Exercise tasks:
A. How much did the National Lottery Heritage Fund give to UK parks and similar green spaces in the decade to 2019-20, according to the article on lottery funding for Southampton's green spaces?
B. Pick up the article on lottery funding for Southampton's green spaces after its final sentence and keep writing it.
═════ Extract provided
GREEN spaces in Southampton and other cities have become more important than ever since the country was laid low by the Covid crisis.

They provide people living in overcrowded urban areas with a rare opportunity to exercise, socialise and unwind without breaching coronavirus restrictions.

But the pressure on council budgets have left many communities more reliant on other ways of raising cash to care for these refuges, including lottery funding.

The National Lottery Heritage Fund (NLHF) handed out £406m for parks and other similar green spaces across the UK in the decade to 2019-20, according to figures obtained by RADAR under the Freedom of Information Act.

However, analysis shows that those in Southampton - and projects directly linked to them – received no money from the fund over that period.

Southampton was among 41 local authorities across the south east to have missed out.

Reacting to the figures Royston Smith, MP for Southampton Itchen, said: "Southampton is blessed with its many parks and open spaces. A significant number of these are looked after by volunteers and we are exceptionally lucky to have them.

"It is disappointing to see Southampton losing out on lottery money and I hope the council will work with local groups to ensure this is not a continuing trend.”

Helen Griffiths, chief executive of Fields in Trust, said coronavirus had shone a spotlight on the inequality of access to the great outdoors.

The charity’s Green Space Index, released earlier this year, estimates around 900 people in Southampton live more than a ten-minute walk from a green space.

“They are arguably the most universal of all our public services, used by the entire community, from pre-school children through to retired adults. Yet unlike education or libraries, parks are a discretionary service which councils have no statutory duty to provide," she said.
══════════
═════ Listed entries
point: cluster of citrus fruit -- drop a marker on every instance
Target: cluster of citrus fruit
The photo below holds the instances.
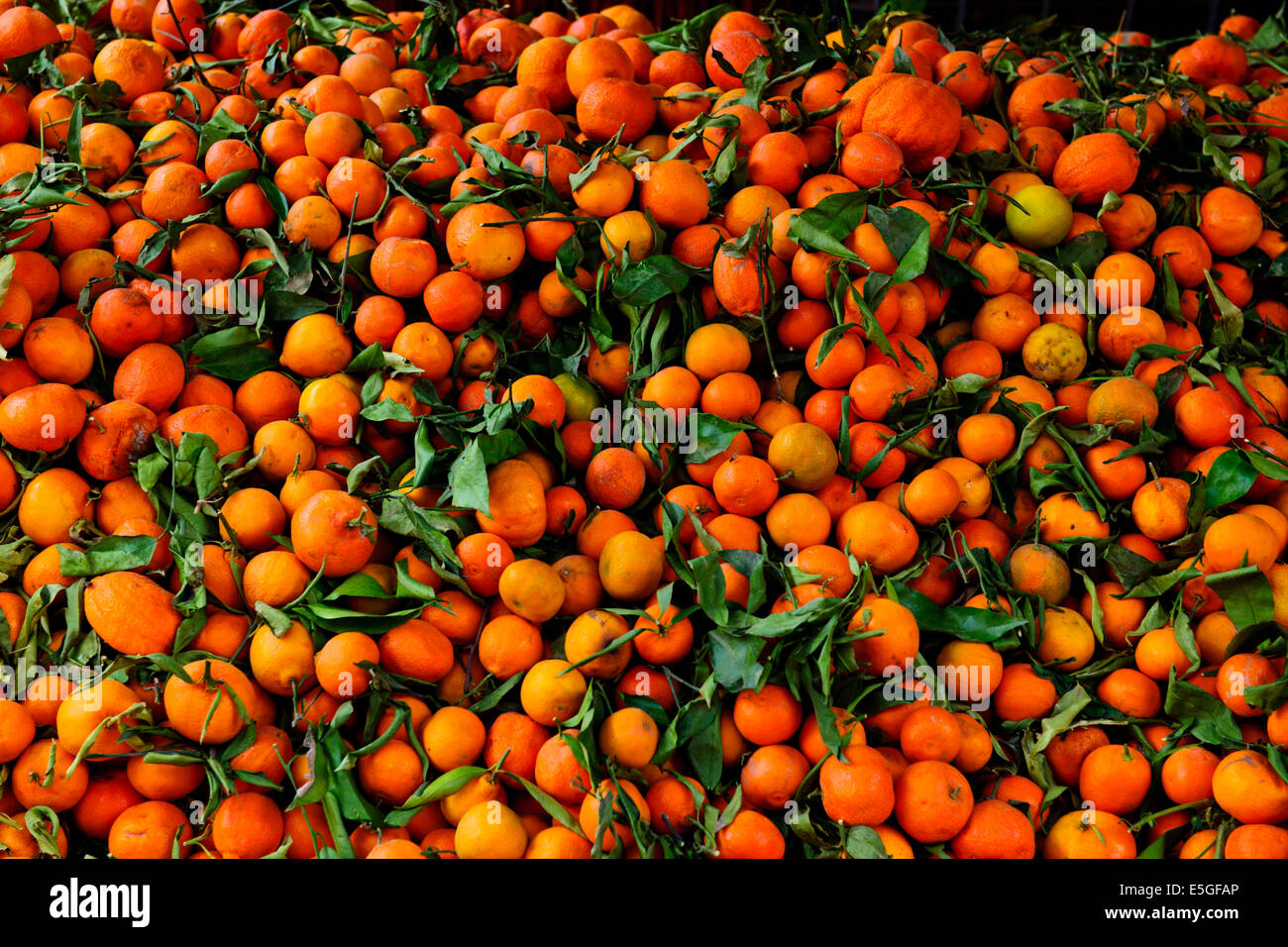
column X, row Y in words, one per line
column 443, row 434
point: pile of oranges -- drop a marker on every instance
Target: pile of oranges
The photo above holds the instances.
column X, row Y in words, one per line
column 445, row 434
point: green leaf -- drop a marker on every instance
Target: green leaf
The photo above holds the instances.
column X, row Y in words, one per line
column 734, row 660
column 233, row 354
column 1247, row 595
column 956, row 621
column 110, row 554
column 1211, row 720
column 651, row 279
column 1231, row 478
column 468, row 478
column 827, row 224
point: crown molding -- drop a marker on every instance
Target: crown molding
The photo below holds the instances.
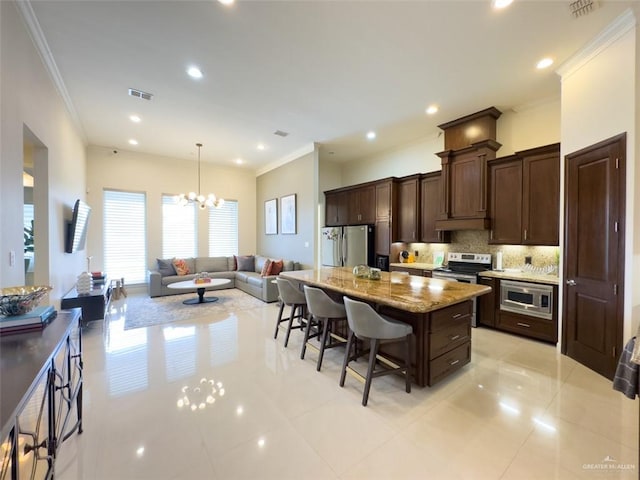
══════════
Answers:
A. £406m

B.
The All-Party Parliamentary Group on Parks and Green Spaces wants the government to provide £1 billion a year for the next three years for green spaces.

It also wants to see cash targeted in a way that ensures the most deprived communities have access to Green Flag Award parks – a prize which aims to set a benchmark of quality for outdoor space. In Southampton, three places have received the accolade.

Ben Cooper is a researcher at think tank the Fabian Society.

He said: "We’ve seen how important parks and green spaces are during the pandemic. They are respite from work and home, they provide children with vital space to play and learn, and community groups somewhere to meet.

"They are imperative for the physical and mental health of society, which is why these funding disparities need to be urgently addressed."

A NLHF spokesman said the figures took a “narrow view" of the work the group covered.

He added: "Where we have not funded a park or designed landscape, it is very likely we will have funded other green projects, such as those on nature reserves, wildlife conservation, tree planting or nature study groups.

"If we include those, we have funded around 90% of all UK local authorities for landscape and nature projects over the last ten years.”